### EXERCISE DATA:
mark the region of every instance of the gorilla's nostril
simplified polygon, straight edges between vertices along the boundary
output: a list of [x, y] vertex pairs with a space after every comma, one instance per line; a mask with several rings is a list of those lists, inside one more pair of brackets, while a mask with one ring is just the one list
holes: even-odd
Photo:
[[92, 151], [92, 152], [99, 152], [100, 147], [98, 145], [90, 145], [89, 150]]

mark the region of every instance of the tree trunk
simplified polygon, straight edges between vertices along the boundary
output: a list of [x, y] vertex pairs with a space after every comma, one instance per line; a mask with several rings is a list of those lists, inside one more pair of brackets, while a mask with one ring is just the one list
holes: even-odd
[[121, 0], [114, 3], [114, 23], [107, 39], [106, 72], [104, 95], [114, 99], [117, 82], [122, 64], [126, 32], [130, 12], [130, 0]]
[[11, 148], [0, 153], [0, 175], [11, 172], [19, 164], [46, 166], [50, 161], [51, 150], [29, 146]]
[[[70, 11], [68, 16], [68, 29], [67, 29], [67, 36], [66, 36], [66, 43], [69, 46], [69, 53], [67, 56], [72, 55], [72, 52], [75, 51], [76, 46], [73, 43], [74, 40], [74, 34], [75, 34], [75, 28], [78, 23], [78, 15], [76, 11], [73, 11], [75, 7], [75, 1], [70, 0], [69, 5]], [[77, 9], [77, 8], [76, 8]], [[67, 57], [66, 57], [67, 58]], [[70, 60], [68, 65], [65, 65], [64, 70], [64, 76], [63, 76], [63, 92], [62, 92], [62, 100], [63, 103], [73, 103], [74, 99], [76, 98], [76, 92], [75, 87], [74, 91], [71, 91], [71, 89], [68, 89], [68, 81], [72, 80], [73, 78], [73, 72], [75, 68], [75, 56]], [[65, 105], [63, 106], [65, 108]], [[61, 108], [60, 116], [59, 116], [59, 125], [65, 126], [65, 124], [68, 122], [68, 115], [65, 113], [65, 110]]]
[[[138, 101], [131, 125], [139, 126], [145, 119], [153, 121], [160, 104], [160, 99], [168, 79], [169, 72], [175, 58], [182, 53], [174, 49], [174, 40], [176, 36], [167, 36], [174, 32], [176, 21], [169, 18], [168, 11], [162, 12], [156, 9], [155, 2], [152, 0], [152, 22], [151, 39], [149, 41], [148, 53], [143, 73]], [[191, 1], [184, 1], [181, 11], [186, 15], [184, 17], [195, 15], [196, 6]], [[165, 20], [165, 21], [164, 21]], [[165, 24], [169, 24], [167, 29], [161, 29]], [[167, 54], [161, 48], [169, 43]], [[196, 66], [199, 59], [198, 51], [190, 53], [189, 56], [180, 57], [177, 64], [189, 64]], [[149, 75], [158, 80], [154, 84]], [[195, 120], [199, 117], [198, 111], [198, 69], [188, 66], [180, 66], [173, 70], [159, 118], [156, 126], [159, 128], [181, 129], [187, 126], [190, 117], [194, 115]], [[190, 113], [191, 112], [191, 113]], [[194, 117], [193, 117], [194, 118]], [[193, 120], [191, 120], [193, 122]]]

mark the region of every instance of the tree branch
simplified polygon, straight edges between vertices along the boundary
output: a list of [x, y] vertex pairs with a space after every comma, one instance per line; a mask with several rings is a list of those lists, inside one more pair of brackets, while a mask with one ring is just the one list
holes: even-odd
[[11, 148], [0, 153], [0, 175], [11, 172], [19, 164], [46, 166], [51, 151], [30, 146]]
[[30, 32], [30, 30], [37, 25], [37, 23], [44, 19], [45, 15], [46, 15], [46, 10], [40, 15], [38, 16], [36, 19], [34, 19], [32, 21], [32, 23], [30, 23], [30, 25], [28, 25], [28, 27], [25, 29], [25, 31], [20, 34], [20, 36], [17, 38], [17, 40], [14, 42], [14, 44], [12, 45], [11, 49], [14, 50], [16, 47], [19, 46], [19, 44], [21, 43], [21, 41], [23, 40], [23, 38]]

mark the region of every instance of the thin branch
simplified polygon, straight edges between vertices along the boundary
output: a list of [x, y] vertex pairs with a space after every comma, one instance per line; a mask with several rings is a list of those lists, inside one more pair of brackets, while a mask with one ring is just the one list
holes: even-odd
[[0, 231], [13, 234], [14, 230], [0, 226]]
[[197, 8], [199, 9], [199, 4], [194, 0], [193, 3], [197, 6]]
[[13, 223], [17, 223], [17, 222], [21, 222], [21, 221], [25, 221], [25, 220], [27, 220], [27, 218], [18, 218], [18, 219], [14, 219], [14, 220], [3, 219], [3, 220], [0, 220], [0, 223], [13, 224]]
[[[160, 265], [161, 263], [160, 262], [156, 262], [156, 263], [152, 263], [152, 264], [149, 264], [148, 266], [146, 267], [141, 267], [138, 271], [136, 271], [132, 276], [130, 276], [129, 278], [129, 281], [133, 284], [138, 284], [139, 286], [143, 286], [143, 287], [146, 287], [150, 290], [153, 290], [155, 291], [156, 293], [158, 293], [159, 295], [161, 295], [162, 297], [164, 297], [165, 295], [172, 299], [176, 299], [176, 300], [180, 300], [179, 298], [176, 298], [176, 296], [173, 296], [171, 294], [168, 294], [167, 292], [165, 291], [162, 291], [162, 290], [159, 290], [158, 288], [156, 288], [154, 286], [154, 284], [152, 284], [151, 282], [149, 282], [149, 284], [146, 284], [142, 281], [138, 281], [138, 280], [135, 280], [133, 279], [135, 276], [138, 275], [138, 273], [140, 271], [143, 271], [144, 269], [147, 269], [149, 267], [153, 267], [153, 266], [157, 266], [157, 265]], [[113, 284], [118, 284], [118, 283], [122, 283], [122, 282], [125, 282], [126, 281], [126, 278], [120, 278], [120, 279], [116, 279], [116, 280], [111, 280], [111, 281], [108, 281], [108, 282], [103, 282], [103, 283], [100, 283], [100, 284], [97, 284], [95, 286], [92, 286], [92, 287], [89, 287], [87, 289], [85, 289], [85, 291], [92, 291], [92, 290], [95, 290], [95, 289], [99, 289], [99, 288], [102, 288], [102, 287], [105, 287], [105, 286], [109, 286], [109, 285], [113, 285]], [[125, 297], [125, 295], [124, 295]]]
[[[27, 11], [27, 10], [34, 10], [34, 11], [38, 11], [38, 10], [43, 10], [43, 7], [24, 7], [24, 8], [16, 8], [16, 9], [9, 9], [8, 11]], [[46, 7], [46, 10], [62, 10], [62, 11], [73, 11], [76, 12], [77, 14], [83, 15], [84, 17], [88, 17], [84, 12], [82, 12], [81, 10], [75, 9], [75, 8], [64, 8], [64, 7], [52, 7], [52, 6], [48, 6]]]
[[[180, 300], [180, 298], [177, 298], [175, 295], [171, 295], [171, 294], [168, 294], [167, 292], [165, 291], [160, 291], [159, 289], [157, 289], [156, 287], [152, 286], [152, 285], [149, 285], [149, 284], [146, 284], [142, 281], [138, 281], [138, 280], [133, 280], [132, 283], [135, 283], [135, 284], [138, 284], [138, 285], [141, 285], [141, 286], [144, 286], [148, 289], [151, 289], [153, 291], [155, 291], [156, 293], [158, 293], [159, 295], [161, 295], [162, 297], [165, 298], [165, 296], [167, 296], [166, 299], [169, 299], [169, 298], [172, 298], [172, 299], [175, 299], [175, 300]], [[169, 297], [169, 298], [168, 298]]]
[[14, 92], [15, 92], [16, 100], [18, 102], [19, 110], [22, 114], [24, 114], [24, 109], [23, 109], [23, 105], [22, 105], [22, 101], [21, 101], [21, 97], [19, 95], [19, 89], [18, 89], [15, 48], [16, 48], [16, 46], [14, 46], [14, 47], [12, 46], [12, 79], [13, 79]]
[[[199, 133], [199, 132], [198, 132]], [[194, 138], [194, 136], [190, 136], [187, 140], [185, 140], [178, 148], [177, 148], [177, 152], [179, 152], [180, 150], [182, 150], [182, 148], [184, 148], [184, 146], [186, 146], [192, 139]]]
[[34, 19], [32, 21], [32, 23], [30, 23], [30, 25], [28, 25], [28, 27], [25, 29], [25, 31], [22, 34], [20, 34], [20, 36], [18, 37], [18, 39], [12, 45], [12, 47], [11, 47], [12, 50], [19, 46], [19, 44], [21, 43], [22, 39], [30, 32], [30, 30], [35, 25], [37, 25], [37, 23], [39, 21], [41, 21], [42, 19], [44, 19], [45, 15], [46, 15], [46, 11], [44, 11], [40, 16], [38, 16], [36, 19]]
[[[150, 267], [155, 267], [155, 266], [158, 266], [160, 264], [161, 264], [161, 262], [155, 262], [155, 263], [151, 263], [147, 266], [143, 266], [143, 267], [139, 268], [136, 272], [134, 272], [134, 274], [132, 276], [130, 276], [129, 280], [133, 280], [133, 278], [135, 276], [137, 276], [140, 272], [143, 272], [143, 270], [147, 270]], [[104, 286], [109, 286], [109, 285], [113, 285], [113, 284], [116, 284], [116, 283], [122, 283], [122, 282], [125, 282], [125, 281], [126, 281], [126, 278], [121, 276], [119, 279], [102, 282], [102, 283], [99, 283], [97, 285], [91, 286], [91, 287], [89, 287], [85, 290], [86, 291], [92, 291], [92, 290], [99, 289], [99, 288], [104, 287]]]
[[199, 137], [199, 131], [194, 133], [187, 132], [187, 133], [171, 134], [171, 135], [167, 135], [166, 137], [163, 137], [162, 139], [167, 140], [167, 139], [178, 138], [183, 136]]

### WHAT TO WORK ON:
All lines of the data that hold "mark" need to be copied.

### EXERCISE ANSWER:
mark the region of every instance of the gorilla's nostril
mark the region of every instance of the tree trunk
mark the region of every instance of the tree branch
mark the region of every instance of the thin branch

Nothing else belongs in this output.